### Задание A
Как, согласно фрагменту о философии досократиков, Гераклит понимал бытие?

### Фрагмент документа

★ ★ ★ ★ ★

Дискурсивность неодинаково реагирует на работу второго начала в социокультурной истории. Философская речь затушевывает и нейтрализует его, неся главную ответственность за то, что оно ускользает от прямого изучения, выпадая из самосознания делающего историю субъекта. Зародившаяся в период смещения от мифоритуального общества к историческому, философия в лице досократиков нашла выход из этого кризиса в том, что интегрировала Другое в данном, позиционировав себя на более высоком уровне, чем тот, на котором приходится выбирать одну из альтернатив, т. е. принимать частнозначимое решение. Правомерно утверждать, что насущной общезначимая (философская) мысль, имеющая дело с максимальным по объему и содержанию мыслимым — с бытием, становится тогда, когда в человеческом времени прошлое теряет сходство с настоящим, требуя тем самым от индивида не просто быть, а постоянно погружаться в память о себе (и обо всем ушедшем — в анамнезис), восстанавливая расстраиваемую самотождественность, снимая расколотость самости. Вбирание в себя тем, что есть, Другого выразилось у Гераклита в понимании бытия как непрекращающейся войны противоположностей. Правящий вселенским целым Логос не осеняет, по Гераклиту, того, для кого каждый день нов (кто отрывается от уже бывшего). Для Парменида Другое и вовсе отсутствует в бытии, к которому нельзя что-либо прибавить, путь в котором ведет бытующего всегда к одному и тому же — к исходному пункту. Перед нами не тот путь, который проложил себе homo ritualis, имитирующий акт творения. Парменидово бытие не возникает и не исчезает, не творится, а наличествует в абсолютной полноте того, что может открыться нам. Другое бытия — небытие, но его, как учит Парменид, нет, раз сущее — это всё. (Отличное от сущего есть ничто, повторит Парменида Аристотель в «Метафизике».)

★ ★ ★ ★ ★

### Записи набора данных
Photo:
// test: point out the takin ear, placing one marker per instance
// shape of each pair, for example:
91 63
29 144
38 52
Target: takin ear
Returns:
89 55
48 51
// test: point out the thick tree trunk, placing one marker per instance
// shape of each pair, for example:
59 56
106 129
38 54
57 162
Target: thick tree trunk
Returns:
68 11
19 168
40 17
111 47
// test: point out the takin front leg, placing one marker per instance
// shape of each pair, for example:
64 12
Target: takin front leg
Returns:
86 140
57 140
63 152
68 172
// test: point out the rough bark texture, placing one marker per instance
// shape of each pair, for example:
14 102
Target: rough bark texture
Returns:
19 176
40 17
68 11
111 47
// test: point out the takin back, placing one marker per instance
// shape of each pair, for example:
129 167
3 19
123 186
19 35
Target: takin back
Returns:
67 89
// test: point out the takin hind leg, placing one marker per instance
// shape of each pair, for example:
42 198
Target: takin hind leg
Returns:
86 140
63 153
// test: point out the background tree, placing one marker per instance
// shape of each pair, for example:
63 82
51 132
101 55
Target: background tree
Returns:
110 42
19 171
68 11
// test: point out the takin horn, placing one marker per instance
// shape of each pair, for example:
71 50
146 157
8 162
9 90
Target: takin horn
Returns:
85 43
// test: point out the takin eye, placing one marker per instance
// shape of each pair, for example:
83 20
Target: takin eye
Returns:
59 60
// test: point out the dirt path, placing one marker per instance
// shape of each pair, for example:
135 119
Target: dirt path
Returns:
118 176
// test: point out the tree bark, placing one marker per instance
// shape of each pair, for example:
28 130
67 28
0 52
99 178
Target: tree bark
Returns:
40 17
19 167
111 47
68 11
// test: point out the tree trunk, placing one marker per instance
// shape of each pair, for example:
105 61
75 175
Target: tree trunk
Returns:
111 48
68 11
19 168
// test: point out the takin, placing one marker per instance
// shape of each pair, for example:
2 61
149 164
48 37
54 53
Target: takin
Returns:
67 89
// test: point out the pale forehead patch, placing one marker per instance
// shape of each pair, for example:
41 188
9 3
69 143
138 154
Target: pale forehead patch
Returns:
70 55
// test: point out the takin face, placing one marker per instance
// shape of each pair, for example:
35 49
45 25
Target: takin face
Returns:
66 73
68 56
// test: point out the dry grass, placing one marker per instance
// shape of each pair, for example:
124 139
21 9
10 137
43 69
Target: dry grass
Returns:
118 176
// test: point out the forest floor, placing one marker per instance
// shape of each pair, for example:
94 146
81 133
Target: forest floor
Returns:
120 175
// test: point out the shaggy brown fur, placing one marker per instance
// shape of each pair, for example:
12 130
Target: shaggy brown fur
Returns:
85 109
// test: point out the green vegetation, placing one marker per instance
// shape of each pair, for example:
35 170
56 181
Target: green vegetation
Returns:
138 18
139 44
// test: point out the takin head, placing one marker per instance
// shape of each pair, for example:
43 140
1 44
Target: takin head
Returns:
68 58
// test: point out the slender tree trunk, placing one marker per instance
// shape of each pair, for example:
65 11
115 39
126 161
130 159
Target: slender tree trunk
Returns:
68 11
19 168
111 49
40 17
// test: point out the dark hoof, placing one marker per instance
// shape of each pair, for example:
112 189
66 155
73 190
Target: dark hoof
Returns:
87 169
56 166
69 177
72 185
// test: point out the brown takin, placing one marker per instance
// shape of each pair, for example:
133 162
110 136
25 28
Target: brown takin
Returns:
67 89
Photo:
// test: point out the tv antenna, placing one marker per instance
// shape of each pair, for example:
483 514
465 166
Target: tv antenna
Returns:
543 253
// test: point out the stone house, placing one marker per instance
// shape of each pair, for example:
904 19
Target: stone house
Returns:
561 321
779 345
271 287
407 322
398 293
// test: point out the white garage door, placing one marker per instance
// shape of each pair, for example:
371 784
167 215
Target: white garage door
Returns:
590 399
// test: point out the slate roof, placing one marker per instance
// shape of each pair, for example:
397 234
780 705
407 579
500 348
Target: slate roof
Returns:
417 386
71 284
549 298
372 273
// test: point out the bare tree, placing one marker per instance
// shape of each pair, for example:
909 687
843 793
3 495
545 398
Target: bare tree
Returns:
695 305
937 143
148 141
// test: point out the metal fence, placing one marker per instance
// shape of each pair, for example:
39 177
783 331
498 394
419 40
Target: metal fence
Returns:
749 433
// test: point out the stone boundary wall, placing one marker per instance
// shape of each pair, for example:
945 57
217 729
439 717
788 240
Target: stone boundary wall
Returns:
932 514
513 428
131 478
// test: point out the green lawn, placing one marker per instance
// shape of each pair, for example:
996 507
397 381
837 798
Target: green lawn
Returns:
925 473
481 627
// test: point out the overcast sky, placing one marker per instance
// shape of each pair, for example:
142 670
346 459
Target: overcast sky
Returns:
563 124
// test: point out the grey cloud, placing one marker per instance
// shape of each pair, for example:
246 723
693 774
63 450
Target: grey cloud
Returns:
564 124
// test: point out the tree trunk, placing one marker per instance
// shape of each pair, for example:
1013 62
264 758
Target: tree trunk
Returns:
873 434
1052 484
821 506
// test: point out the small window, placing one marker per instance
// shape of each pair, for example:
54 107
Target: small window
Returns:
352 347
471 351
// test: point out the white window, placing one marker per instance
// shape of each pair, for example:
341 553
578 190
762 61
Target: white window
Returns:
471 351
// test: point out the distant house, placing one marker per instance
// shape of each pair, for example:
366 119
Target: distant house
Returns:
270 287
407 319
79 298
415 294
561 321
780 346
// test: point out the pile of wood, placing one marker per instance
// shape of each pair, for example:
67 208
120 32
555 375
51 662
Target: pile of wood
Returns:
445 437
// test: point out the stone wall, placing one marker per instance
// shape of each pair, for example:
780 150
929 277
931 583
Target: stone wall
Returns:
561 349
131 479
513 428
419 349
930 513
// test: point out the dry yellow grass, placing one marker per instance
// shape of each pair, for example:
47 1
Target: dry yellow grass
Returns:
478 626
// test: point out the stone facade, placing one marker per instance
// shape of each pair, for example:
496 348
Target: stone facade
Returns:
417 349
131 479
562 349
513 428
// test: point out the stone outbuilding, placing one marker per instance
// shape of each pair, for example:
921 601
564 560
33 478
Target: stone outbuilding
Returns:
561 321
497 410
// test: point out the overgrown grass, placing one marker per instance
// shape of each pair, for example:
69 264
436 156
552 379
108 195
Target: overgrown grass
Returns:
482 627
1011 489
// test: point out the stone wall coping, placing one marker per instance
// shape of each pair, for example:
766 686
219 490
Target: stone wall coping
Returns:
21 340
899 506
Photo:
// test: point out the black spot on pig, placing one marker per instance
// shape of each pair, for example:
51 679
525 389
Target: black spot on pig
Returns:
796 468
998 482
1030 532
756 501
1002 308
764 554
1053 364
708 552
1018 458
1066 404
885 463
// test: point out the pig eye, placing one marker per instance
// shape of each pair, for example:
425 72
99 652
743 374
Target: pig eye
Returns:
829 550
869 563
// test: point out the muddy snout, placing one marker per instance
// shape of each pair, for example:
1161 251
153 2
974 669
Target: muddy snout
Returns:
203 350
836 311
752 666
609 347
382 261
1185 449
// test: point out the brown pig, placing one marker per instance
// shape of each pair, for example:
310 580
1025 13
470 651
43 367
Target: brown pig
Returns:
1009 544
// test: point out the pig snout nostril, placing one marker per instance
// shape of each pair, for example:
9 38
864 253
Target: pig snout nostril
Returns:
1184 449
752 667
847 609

★ ★ ★ ★ ★

### Задание B
Подсчитайте строки записей, в которых встречается строка «antenna», учитывая регистр, и выведите только число.

### Образец ответа A
Как непрекращающуюся войну противоположностей.

### Образец ответа B
2